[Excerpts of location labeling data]
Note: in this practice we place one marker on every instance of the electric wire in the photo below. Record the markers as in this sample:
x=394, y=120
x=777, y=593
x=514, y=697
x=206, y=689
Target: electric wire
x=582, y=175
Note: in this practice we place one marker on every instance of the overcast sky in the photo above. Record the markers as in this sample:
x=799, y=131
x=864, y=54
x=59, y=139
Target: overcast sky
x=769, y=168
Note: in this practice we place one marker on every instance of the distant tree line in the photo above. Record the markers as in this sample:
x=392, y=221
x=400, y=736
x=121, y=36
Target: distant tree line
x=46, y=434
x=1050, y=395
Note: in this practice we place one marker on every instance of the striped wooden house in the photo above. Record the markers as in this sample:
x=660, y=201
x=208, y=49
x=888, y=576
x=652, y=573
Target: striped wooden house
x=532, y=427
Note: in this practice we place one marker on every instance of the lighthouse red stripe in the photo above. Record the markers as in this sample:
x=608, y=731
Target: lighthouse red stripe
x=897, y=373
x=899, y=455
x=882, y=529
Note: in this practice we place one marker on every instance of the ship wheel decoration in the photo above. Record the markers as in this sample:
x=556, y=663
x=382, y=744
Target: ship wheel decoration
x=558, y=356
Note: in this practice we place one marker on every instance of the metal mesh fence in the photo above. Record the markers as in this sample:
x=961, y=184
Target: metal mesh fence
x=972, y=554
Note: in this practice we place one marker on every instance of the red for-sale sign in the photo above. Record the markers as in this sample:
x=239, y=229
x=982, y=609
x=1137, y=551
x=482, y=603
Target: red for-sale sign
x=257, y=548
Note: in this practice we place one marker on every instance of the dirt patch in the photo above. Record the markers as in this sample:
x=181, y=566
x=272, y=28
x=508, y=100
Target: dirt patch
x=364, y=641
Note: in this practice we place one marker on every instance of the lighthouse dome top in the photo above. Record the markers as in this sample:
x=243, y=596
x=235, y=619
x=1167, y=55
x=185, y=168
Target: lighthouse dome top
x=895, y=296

**Stated goal**
Rewrite all the entries above, replacing "practice" with "exercise" and leaving everything else unchanged.

**Final result**
Note: in this exercise we place one marker on every instance of the electric wire in the photo below. Record the markers as in this sample:
x=394, y=120
x=777, y=593
x=514, y=697
x=206, y=689
Target: electric wire
x=582, y=175
Note: in this exercise we place one marker on every instance of the overcast sky in the photo above. Record the markers as in this sample:
x=799, y=131
x=864, y=54
x=59, y=139
Target: overcast sky
x=769, y=168
Note: in this exercise we place one marker on every instance of the distant tree line in the photo above. Record the markers as in this sample:
x=392, y=221
x=400, y=736
x=121, y=36
Target: distant tree line
x=46, y=434
x=1050, y=395
Note: in this exercise we place one marker on every instance of the striped wooden house in the photo above. Record the markers as in this sample:
x=660, y=201
x=208, y=49
x=888, y=576
x=652, y=573
Target: striped wooden house
x=532, y=427
Note: in this exercise we place one marker on every instance of the lighthouse red stripe in the photo above. Record the markers as in this sample:
x=608, y=731
Target: lighthouse red stripe
x=897, y=373
x=899, y=455
x=882, y=529
Note: in this exercise we place one marker on every instance of the ship wheel decoration in the photo above. Record the markers as in this sample:
x=556, y=663
x=382, y=744
Target: ship wheel decoration
x=558, y=356
Note: in this exercise we place one marker on every instance of the metal mesh fence in the photo above. Record the markers as in this sample:
x=961, y=184
Target: metal mesh fence
x=972, y=554
Note: in this exercise we place one marker on every instance of the red for-sale sign in the photo above. Record the markers as in this sample:
x=239, y=229
x=982, y=609
x=1137, y=551
x=482, y=603
Target: red for-sale sign
x=257, y=548
Note: in this exercise we place one marker on every instance of the dirt patch in the photo above. Record the markers as in this sample:
x=181, y=566
x=272, y=28
x=508, y=100
Target: dirt patch
x=364, y=641
Note: in this exercise we place one marker on every instance of the lighthouse dome top in the photo above. Record the markers as in this sample:
x=243, y=596
x=235, y=619
x=1167, y=55
x=185, y=168
Target: lighthouse dome top
x=895, y=296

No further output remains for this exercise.